> _本文抜粋_:
══════
大学入学後も勉強のかたわらで母親の仕事の手伝いをしていた伊藤は、実際に精神障がいのある方々と触れ合う機会もでき、その経験から就職までを考えるようになっていった。

伊藤 「障がいのある方と健常者が交流する場をつくる事業の手伝いを行っていました。実際に一緒に働いてみると、とくに抵抗を感じることもなくて。ただこの人たちが働ける場所をつくりたいという想いが強くなっていきました」

こうして母親と同じ道へと進むことを決意した伊藤は社会福祉法人に入社した。

入社後は一般企業への就職を目指す障がいのある方に必要な知識やスキル向上のためのサポートを行う「就労移行支援事業所」や、働く機会を提供する「就労継続支援事業所」といった現場での経験を経て、障がい福祉サービスの中心的存在であるサービス責任管理者になった。

9年間、現場からサービス管理責任者までを一通り経験し、部下からの信頼も厚い伊藤であったが、彼女の頭にはあるひとつの疑問が浮かんだという。

それは「もっと自分にできることがあるのではないか」ということであった。

エスプールプラス農園で働く障がいのある方の笑顔に、衝撃を受けた

               ▲農園で働く方々と(一番右が伊藤)

事業の立ち上げから運営までを行い、今もなお理事として障がい者福祉で活躍している母親をずっと見てきた伊藤は、「今の仕事は一通りやりきった、もっと自分にできることを探したい」という想いから思い切って転職を決意したのであった。

転職を決意した伊藤は、これまでの経験を生かしつつこれまで以上に社会に貢献でき、自分の活躍できる場所を探していた。そんな伊藤の目にとまったのがエスプールプラスであった。

伊藤 「エスプールプラスのことは前職のころから知っていました。重度の障がいのある方を受け入れられる企業は少なく、書類や面接ですぐに落ちてしまうことが多い中で、エスプールプラスの農園で実際に働いている方々が、非常にいきいきとしていたことがとても印象的だったので。

営業担当も農園で働いている方のお名前を一人ひとり覚えていて、サポート体制もしっかりしているなと。

ここで働いて、これまで自分が紹介した障がいのある方も一緒に支えていきたいと思い、応募することにしました」

前職の経験から障がいのある方が安心し、いきいきと働く場所をつくることがいかに難しいかを知っている伊藤だからこそ、農園で働く方々が見せる笑顔には驚いたという。

いざ、選考が始まると伊藤の最初の面接者は和田 一紀社長であった。

伊藤 「面接が最初から社長だったことは非常に驚きましたし、緊張しました(笑)。緊張していたこともあって詳細までは覚えていませんが、とてもフランクで明るいお人柄であったのと風通しの良さを感じたのが印象的でした。ここで働きたいという気持ちが120%になりましたね(笑)」
══════
> _課題_:
(a) 伊藤の転職を扱った本文抜粋で、選考の際に伊藤を最初に面接したのは誰ですか。
(b) 伊藤の転職を扱った本文抜粋の最後の文に続けて、その先を書き進めてください。
記録はこの課題には使いません。

> _データ内容_:
══════
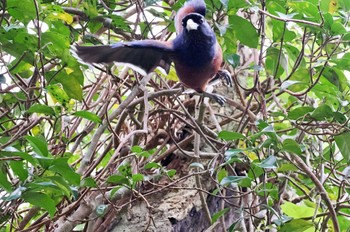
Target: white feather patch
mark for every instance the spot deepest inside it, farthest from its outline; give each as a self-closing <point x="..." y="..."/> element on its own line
<point x="191" y="25"/>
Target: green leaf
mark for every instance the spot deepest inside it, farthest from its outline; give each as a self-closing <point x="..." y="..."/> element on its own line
<point x="222" y="173"/>
<point x="23" y="10"/>
<point x="269" y="162"/>
<point x="88" y="115"/>
<point x="61" y="166"/>
<point x="219" y="214"/>
<point x="118" y="180"/>
<point x="287" y="167"/>
<point x="243" y="30"/>
<point x="292" y="146"/>
<point x="297" y="225"/>
<point x="42" y="109"/>
<point x="299" y="112"/>
<point x="297" y="211"/>
<point x="4" y="183"/>
<point x="322" y="113"/>
<point x="229" y="135"/>
<point x="343" y="143"/>
<point x="15" y="194"/>
<point x="339" y="117"/>
<point x="41" y="200"/>
<point x="38" y="144"/>
<point x="19" y="170"/>
<point x="272" y="63"/>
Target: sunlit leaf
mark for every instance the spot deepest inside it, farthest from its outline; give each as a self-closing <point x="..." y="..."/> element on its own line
<point x="343" y="143"/>
<point x="88" y="115"/>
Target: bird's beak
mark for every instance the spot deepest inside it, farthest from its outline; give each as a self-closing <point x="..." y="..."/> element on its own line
<point x="191" y="25"/>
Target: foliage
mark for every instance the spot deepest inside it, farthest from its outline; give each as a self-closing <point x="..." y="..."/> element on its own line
<point x="68" y="131"/>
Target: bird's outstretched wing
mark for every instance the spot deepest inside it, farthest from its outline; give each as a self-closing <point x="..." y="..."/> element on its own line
<point x="193" y="6"/>
<point x="143" y="56"/>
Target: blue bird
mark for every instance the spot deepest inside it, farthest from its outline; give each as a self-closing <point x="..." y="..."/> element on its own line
══════
> _課題の解答_:
(a) 和田 一紀社長です。

(b)
こうして2017年4月、伊藤はエスプールプラスに入社した。

伊藤が最初に配属されたのが障がいのある方の採用を行う「障がい者就労支援事業部」だった。農園での体験実習の案内、就労継続支援事業に営業活動を行う部署である。

そして2018年12月には「わーくはぴねす農園事業部農園サポートグループ定着支援チーム」へと異動し、半年後には最もチーム内で活躍した人に贈られる優秀貢献賞を受賞し、その後はチーフという立場になったのである。

しかし、農園サポートグループ定着支援チームに異動した伊藤が社内で表彰を受けるまでは、決してすべてが順調にいったわけではなかった。

優秀貢献賞受賞、自分のありたい姿を見つけた瞬間

     ▲2019年には優秀貢献賞を受賞した(中央:伊藤、右:和田、左:藤原)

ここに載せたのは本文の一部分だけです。